#### AIM OF THE TASK
Copy the lines below verbatim, but only from the line containing "Locate every instance of the green vegetation" through the end of the data.

#### DATASET
○ ○ ○ ○ ○
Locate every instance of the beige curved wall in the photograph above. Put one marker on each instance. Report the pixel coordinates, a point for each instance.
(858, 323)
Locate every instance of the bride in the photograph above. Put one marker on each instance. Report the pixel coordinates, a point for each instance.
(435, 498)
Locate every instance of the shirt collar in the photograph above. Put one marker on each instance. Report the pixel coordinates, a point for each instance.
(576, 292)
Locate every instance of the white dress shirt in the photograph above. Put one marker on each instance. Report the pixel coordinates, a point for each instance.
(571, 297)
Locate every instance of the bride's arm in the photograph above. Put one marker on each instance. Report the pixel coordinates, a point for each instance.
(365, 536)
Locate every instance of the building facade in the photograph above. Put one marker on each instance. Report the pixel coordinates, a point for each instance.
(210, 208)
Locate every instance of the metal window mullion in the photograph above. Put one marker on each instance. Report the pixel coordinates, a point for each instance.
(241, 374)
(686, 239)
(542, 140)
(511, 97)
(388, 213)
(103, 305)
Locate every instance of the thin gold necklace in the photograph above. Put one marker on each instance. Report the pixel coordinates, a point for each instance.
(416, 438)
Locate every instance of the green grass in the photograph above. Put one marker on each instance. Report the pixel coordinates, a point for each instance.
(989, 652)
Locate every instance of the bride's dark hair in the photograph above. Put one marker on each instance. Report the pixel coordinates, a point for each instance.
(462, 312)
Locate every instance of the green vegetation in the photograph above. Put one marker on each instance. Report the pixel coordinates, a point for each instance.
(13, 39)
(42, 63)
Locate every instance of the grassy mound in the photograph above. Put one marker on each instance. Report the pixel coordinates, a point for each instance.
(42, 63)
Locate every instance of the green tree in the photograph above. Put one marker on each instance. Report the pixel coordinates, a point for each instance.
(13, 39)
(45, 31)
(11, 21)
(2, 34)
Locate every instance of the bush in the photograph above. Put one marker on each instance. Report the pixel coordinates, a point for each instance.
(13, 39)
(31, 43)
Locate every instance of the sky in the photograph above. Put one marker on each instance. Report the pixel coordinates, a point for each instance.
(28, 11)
○ ○ ○ ○ ○
#### RESPONSE BOX
Locate every instance of the green vegetation in the photograph above. Put one marker on each instance. Report the pixel coordinates, a point for each instance.
(13, 39)
(42, 63)
Locate every instance of the grassy mound in the photograph above. Put one marker on each instance. Report the pixel coordinates, a point for each instance.
(42, 63)
Locate every instance of the green tree in the photograph above. Put one marker on each instance. Report the pixel coordinates, a point for each instance.
(13, 39)
(45, 31)
(11, 21)
(2, 34)
Locate every instance of the bush in the photograph above. Put one marker on each instance. Report the pixel coordinates, a point for each instance.
(13, 39)
(31, 43)
Locate every instance of the sky in the photograph above. Put one marker on each instance. Report the pixel coordinates, a point for each instance.
(28, 11)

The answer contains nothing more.